§ **Getoonde tekst**
+++++
Op vraag van voorzitter Meganck bekeek hij ook de riotgun die Hilde Van Acker ooit cadeau gaf aan Jean-Claude Lacote, om te kleiduifschieten. “Hiermee vliegt de hagel meteen wijd verspreid uit de loop en je moet bij elk schot pompen. Ik ben in 1972 West-Vlaams kampioen kleiduifschieten geweest. Met dit geweer kom je nog het plein niet op”, zei Vanden Berghe. Hij sloot de riotgun ook uit als moordwapen.

Niet wetenschappelijk

Tijdens het onderzoek beweerde een informant van de politie dat hij een wapen met vijftien patronen verkocht aan Jean-Claude Lacote. De man bezorgde ook een zestiende aan de politie, om dat te kunnen vergelijken met de kogels waarmee de moord gepleegd werd. “Die vraag is er nooit gekomen van de onderzoeksrechter en dergelijk onderzoek is trouwens ook niet wetenschappelijk”, verduidelijkte Jan De Kinder, toenmalig hoofd van het Nationaal Instituut voor Criminologie en Criminalistiek.

Toxicoloog Jan Cordonnier (archief Davy Coghe)© Davy Coghe
Toxicoloog Jan Cordonnier (archief Davy Coghe)
+++++
§ **Wat te doen**
1. Geef voor elke bewering aan of ze klopt met de tekst over het wapenonderzoek. Antwoord met ja of nee en citeer de woorden uit de tekst die de doorslag geven.
(a) Vanden Berghe werd in 1972 West-Vlaams kampioen kleiduifschieten.
(b) De onderzoeksrechter vroeg om de zestiende patroon te vergelijken met de kogels van de moord.
(c) Hilde Van Acker gaf de riotgun cadeau aan Jean-Claude Lacote.
2. Welke functie had Jan De Kinder volgens de tekst over het wapenonderzoek?
3. Zet de tekst over het wapenonderzoek voort na de laatste zin.
+++++
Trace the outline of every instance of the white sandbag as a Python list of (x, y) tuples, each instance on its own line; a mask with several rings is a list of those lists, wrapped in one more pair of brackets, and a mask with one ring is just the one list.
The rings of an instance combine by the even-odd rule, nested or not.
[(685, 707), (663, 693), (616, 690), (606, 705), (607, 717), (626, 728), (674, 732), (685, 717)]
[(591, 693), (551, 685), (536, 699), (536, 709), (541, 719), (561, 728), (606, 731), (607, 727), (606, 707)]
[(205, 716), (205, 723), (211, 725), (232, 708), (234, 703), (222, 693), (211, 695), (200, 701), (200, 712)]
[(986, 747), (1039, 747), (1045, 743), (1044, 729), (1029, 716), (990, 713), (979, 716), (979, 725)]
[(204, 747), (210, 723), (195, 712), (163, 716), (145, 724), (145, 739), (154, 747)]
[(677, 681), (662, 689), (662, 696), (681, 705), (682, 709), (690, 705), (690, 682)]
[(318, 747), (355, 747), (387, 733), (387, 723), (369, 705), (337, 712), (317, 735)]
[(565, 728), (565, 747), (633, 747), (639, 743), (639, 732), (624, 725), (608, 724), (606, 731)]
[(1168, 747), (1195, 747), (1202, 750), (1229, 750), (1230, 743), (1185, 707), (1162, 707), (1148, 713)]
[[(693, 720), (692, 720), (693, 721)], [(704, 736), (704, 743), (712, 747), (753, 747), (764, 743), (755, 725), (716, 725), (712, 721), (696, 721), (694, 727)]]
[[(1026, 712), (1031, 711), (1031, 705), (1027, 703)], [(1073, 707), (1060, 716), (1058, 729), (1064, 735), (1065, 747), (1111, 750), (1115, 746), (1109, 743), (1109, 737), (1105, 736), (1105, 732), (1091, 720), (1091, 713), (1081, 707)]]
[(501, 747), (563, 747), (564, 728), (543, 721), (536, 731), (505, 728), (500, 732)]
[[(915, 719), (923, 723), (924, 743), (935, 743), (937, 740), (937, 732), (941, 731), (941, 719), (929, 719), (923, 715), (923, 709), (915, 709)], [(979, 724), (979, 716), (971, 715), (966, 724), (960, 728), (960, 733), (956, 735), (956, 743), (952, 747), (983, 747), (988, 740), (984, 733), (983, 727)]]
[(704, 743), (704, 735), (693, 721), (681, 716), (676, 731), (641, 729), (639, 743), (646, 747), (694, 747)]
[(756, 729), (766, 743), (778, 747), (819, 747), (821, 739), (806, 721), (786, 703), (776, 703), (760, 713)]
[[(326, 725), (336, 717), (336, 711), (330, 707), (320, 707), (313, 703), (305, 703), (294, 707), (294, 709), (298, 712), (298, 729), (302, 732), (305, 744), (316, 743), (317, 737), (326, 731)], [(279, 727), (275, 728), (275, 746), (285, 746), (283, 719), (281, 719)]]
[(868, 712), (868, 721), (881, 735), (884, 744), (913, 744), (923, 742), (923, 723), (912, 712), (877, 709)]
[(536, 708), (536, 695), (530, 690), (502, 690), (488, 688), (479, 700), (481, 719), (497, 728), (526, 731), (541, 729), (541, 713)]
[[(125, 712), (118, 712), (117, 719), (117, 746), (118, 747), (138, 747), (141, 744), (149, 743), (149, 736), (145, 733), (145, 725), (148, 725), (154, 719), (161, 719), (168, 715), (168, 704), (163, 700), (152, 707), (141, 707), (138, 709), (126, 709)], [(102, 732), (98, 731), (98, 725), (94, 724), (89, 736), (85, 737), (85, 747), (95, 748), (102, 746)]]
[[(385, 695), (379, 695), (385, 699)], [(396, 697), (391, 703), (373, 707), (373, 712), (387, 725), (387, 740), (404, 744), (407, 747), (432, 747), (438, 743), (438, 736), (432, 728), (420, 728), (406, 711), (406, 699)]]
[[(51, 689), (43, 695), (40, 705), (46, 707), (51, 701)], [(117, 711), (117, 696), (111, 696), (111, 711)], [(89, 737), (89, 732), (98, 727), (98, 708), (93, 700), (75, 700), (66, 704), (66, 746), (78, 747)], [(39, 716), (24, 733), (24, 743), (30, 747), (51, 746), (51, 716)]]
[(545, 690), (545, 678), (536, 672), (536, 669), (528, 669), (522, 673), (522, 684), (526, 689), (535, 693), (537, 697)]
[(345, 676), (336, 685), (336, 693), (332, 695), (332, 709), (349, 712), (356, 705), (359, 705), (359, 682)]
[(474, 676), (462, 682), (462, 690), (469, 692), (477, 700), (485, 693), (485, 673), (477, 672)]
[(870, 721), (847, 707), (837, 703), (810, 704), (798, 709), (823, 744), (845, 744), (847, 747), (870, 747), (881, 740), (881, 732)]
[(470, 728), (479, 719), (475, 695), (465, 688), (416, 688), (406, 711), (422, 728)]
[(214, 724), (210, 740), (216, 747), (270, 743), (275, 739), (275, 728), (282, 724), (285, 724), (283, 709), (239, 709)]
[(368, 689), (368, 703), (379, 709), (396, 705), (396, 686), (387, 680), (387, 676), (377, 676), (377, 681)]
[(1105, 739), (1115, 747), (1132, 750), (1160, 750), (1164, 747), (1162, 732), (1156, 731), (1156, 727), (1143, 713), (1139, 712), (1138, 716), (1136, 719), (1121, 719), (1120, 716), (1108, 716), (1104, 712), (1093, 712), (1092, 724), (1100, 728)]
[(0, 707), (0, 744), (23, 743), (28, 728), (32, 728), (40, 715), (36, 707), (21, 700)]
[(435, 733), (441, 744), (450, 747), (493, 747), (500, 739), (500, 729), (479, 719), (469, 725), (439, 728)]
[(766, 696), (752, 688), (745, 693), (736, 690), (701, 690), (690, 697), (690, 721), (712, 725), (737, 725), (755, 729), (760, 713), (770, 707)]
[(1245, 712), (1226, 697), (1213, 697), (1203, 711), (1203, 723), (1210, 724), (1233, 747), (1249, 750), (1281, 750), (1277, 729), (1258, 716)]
+++++
§ **Antwoorden per opdracht**
1.
(a) Ja: "Ik ben in 1972 West-Vlaams kampioen kleiduifschieten geweest."
(b) Nee: "Die vraag is er nooit gekomen van de onderzoeksrechter"
(c) Ja: "de riotgun die Hilde Van Acker ooit cadeau gaf aan Jean-Claude Lacote"

2. Hij was toenmalig hoofd van het Nationaal Instituut voor Criminologie en Criminalistiek.

3.
Toxicoloog Jan Cordonnier kwam vervolgens toelichting geven bij de sporen die indertijd gevonden waren. Hij werd afgelopen week ook belast met een extra opdracht door voorzitter Bart Meganck, op vraag van de verdediging van Jean-Claude Lacote. Op het lichaam van Marcus Mitchell waren immers nog twee haren gevonden, echter zonder haarwortel. Daardoor konden ze met het DNA-onderzoek van 1996 geen DNA op de haren bepalen. Met de huidige technieken kan dit wel en dus vroeg voorzitter Meganck aan toxicoloog Cordonnier om de haren alsnog te onderzoeken. Ook de zwarte pruik die gevonden werd in het appartement van Lacote en Van Acker in Londen werd opnieuw onderzocht met de nieuwste technieken. Voor een grote doorbraak zorgde het extra onderzoek niet, voor een gênant moment bij advocaat Kris Vincke – raadsman van Hilde Van Acker – wel. Hij had de pruik namelijk eens opgezet toen hij het dossier doornam op de griffie. Meester Vincke had dit eerder ook al verteld aan de jury en er zelfs een foto van getoond.

Geen match

“Op die haren hebben we een mooi profiel kunnen uithalen, maar dat was verschillend van dat van mevrouw Van Acker en meneer Lacote”, zei de deskundige. “Het gevonden DNA-profiel is nog niet vergeleken met de nationale databank. Dat kan snel gebeuren, maar daar heb ik een aparte opdracht voor nodig. Ik kan dat deze namiddag al doen”, klonk het. De voorzitter besliste om dat onderzoek inderdaad te laten uitvoeren. Advocaat Kris Vincke stond recht. “U hebt DNA van een man gevonden op de pruik. Een onbekende man. Zoek niet langer: ik vrees dat hij voor u staat”, zei de advocaat lachend.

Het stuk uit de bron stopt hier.